Source passage ▸
________________

UKZN Welcomes First-Year Nursing Students
More than 60 students from all over South Africa have enrolled for UKZN’s Bachelor of Nursing programme this year.
The School Of Nursing and Public Health (NPH) held a week-long Orientation programme where the students were welcomed by staff who assured them they had made the correct decision in choosing UKZN to further their studies.
UKZN’s Nursing Discipline is recognised for its innovative educational programmes, state-of-the-art teaching and learning facilities, its research activities, extensive work in Africa, and international network of scholars.
Discipline staff, Mrs Cecelia Harrington, Mrs Pretty Mbeje and Ms Edith Pakkies, said by choosing to study Nursing the students had signed up to go out and take care of people as a profession. UKZN had a mandate to ensure they graduated as exemplary healthcare professionals in four years’ time.
They encouraged the students to brace themselves for life-long learning and to remember that the very best healthcare professionals always upheld the values of the profession.
The students were taken on a campus tour by fourth-year colleagues in the programme and went through orientation at the University library as well as the Discipline’s Clinical Laboratory Orientation.

________________

Tasks ▸
**a.** Answer these questions using the article on UKZN's first-year nursing students.
(i) How many students enrolled for the Bachelor of Nursing programme this year?
(ii) How long did the Orientation programme held by the School of Nursing and Public Health last?
(iii) Who took the students on a campus tour?
**b.** In one to three sentences, explain what the nursing orientation article says the students committed to by choosing Nursing, and what mandate UKZN had toward them.
**c.** Continue the article on UKZN's first-year nursing students from where it ends.

Stored dataset items ▸

________________

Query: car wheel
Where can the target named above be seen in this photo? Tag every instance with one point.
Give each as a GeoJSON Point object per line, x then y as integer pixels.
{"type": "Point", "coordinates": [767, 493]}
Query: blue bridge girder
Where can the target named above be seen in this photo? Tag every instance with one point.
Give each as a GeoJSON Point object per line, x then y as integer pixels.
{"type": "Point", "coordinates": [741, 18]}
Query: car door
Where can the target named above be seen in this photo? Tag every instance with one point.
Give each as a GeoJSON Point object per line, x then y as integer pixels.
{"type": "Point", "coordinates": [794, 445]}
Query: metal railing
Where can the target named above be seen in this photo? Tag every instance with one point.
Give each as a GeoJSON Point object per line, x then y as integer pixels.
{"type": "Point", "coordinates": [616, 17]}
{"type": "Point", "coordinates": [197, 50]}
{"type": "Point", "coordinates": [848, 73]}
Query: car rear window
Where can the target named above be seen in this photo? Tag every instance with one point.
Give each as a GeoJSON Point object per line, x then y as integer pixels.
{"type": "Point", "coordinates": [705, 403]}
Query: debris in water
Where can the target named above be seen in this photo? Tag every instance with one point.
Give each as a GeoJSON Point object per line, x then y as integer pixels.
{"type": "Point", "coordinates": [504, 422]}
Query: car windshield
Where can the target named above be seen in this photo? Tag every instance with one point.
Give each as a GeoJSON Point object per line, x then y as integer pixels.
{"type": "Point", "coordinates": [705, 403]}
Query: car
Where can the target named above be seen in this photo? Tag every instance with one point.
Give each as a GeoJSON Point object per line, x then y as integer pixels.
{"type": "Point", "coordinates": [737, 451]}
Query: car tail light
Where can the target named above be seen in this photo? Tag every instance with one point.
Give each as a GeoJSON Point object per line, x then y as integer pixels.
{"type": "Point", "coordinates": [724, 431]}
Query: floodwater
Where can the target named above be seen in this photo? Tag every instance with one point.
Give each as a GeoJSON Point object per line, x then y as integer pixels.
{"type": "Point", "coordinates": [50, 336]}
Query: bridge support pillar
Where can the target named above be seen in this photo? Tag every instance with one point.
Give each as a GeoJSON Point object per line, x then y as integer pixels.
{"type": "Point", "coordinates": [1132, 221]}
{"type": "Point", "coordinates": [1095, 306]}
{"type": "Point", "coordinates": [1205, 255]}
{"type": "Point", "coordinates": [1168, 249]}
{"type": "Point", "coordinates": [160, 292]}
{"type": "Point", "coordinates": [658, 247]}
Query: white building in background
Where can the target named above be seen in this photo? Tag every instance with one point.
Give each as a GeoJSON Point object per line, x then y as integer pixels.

________________

Exercise answers ▸
**a.**
(i) More than 60 students.
(ii) A week.
(iii) Fourth-year colleagues in the programme.

**b.** By choosing to study Nursing, the students had signed up to go out and take care of people as a profession. UKZN had a mandate to ensure they graduated as exemplary healthcare professionals in four years' time.

**c.**
An Academic orientation and induction programme was presented by School of NPH Student Counsellor, Mrs Wuli Thaver, after the students had enjoyed mapping out their life paths and how Nursing would fit into them.
The first-year Nursing programme is directed by Professor Petra Brysiewicz who also delivered a motivational talk to the students during Orientation.
Academic Leader for Nursing, Professor Gugu Mchunu, spoke to students on the first day of Orientation, sharing personal experiences and early anxieties about being raised in a rural community in KwaZulu-Natal and then having to leave home to embark on her Nursing studies.
Mchunu said the Nursing Discipline lived up to UKZN’s motto of: Inspiring Greatness, saying students should make the most of their UKZN experience while studying hard and excelling academically.
She said UKZN was taking the profession back to its roots by cultivating graduates who upheld the values of nursing and its code of ethics.